Data items
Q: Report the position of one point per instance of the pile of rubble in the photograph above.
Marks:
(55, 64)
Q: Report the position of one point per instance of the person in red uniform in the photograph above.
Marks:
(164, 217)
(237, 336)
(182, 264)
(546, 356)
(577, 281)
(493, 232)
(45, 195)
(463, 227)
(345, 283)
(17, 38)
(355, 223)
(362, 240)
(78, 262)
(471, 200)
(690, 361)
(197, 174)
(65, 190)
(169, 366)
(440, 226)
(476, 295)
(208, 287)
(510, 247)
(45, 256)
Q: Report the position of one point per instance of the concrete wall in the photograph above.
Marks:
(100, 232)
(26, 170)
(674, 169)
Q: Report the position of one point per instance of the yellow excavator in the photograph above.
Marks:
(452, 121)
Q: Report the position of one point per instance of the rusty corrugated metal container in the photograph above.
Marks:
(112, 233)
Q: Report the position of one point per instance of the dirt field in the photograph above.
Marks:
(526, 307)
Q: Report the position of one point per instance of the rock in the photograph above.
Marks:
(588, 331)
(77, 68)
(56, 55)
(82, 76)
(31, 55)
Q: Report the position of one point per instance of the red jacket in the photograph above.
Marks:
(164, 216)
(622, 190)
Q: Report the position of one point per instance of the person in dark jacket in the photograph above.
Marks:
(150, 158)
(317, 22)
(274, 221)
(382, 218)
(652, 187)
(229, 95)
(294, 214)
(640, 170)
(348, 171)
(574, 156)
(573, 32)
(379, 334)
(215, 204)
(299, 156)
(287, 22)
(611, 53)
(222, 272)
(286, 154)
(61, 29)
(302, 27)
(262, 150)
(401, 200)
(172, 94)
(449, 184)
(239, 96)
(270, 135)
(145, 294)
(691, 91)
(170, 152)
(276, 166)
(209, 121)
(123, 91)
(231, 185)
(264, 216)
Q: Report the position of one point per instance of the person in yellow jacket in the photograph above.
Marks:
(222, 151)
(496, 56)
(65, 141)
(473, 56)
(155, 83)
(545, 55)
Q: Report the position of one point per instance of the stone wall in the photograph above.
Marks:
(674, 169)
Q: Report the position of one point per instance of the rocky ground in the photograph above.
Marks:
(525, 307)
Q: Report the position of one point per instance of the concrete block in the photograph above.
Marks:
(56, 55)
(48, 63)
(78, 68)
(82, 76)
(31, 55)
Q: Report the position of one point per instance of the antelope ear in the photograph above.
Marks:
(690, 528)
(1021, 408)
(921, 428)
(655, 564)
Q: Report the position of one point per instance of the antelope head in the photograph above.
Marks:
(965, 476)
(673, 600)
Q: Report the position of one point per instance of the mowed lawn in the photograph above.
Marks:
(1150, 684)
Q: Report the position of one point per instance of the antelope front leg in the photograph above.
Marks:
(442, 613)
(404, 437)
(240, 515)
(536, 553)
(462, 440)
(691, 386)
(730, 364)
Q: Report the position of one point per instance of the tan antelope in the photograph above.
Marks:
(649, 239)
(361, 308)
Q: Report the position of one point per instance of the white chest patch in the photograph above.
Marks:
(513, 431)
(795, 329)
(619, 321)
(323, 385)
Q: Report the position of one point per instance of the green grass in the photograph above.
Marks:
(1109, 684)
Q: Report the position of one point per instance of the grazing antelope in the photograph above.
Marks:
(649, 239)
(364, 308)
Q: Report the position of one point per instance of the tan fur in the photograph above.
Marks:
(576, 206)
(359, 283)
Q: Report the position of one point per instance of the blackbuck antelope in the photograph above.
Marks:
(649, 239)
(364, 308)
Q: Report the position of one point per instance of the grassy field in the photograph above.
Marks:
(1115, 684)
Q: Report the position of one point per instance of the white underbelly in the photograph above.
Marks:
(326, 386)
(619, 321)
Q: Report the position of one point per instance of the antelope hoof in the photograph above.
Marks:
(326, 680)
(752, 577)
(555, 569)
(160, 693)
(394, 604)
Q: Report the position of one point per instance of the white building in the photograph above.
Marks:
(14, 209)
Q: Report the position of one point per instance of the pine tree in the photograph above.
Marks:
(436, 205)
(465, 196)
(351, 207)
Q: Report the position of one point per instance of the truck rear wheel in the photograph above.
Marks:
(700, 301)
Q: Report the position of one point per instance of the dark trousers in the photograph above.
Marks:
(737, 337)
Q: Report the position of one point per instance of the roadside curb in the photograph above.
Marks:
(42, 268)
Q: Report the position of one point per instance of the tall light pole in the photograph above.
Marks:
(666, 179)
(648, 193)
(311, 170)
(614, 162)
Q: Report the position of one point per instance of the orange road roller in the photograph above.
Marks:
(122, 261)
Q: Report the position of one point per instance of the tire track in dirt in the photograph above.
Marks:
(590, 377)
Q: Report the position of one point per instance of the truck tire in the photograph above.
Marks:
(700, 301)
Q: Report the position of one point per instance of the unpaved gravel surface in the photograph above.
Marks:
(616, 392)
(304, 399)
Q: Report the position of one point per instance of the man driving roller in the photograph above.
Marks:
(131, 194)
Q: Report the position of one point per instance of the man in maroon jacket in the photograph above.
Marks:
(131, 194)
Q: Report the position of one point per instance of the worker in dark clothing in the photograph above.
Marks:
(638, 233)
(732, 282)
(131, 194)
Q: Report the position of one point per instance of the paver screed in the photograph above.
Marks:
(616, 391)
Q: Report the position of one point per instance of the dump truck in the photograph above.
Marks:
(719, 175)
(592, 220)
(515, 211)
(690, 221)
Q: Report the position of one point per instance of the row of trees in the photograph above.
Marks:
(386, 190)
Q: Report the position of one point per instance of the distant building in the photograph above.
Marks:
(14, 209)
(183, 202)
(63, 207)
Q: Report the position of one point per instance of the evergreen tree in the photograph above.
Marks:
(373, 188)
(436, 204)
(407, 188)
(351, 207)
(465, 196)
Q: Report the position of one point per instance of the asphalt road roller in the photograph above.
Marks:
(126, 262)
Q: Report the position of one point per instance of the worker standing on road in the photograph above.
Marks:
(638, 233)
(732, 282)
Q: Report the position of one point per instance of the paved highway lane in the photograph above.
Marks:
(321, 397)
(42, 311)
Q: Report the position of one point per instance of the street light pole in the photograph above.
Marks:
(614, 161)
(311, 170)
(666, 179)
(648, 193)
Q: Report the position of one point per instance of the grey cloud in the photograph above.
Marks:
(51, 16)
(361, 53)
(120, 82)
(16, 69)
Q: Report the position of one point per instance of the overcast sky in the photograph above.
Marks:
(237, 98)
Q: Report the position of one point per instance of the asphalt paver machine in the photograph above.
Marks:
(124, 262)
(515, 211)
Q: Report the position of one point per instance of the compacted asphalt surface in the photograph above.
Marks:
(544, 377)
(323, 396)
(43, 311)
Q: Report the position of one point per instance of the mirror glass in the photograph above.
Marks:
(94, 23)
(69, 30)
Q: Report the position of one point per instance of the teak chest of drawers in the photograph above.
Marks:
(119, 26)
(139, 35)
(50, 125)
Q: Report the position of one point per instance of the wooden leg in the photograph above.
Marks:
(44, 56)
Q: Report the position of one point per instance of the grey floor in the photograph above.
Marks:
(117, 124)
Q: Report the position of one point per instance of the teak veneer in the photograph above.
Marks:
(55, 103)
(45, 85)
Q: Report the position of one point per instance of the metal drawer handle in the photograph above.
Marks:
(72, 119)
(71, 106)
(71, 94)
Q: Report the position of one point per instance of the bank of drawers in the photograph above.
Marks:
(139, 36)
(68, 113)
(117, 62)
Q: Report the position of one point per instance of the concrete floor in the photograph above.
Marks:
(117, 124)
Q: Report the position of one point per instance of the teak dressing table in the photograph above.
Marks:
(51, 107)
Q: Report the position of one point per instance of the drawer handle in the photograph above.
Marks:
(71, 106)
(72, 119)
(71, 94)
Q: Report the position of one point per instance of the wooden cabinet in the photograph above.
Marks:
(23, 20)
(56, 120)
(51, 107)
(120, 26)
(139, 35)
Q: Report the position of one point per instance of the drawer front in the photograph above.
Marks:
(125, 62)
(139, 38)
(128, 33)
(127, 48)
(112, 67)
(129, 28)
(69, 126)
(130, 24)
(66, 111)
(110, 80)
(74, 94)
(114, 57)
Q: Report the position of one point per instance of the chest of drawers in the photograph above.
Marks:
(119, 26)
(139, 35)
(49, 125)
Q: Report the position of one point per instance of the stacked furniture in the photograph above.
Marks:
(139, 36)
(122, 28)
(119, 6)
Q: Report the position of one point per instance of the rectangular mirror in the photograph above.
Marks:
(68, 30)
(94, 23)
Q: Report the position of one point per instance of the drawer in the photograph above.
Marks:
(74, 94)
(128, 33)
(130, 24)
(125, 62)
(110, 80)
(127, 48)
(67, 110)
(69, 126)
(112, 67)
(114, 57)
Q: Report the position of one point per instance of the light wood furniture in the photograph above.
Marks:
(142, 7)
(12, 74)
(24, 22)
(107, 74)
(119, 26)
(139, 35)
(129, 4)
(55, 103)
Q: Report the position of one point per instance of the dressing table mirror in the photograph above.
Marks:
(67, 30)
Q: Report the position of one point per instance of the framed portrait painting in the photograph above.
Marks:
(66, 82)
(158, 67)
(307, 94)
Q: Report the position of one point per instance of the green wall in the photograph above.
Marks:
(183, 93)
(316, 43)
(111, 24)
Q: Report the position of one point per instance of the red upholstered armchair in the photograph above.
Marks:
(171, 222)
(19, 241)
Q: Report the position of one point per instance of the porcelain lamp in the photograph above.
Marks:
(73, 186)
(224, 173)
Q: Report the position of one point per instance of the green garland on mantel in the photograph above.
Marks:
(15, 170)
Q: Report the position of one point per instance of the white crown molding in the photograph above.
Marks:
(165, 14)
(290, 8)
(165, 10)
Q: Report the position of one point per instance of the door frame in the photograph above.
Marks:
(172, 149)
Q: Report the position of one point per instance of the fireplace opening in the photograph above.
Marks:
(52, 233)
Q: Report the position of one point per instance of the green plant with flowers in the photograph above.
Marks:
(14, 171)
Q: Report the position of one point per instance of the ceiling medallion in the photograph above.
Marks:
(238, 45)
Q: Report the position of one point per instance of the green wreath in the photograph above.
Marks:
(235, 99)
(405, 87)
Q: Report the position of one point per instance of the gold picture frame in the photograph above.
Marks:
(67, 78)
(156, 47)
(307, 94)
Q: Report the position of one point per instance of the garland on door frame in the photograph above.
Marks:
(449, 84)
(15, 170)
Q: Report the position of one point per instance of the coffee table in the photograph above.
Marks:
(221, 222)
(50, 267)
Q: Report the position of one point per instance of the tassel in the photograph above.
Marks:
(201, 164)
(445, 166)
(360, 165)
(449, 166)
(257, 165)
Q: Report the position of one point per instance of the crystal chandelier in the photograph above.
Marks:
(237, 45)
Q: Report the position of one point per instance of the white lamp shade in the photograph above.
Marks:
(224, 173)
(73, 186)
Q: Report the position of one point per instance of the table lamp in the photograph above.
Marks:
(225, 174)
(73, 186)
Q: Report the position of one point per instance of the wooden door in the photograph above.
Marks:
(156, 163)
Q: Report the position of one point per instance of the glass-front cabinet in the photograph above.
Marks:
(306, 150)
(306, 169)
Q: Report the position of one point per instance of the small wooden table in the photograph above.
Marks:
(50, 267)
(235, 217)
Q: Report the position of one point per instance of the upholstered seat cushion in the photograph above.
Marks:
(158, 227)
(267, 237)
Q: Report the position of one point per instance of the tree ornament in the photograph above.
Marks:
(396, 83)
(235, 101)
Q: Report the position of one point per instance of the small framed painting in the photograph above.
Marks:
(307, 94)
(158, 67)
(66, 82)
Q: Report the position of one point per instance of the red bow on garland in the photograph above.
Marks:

WRITTEN INSTRUCTION: Rewrite the rows from the line containing "wooden table in the photograph above." through the end of the rows, substituting "glass ornament" for "tree ornament" and leaving everything else as it is.

WRITTEN SOLUTION:
Q: Report the position of one point per instance of the small wooden table in the photograph above.
Marks:
(50, 267)
(235, 217)
Q: Report the position of one point per instance of the upholstered seat cushion in the photograph above.
Marks:
(158, 227)
(267, 237)
Q: Report the position of one point per instance of the glass ornament in the photograph above.
Marks:
(396, 83)
(235, 101)
Q: Report the position of one point per instance of the small framed painting in the photograph above.
Marks:
(307, 94)
(158, 67)
(66, 82)
Q: Report the position of one point per instance of the red bow on garland in the photograph above.
Marks:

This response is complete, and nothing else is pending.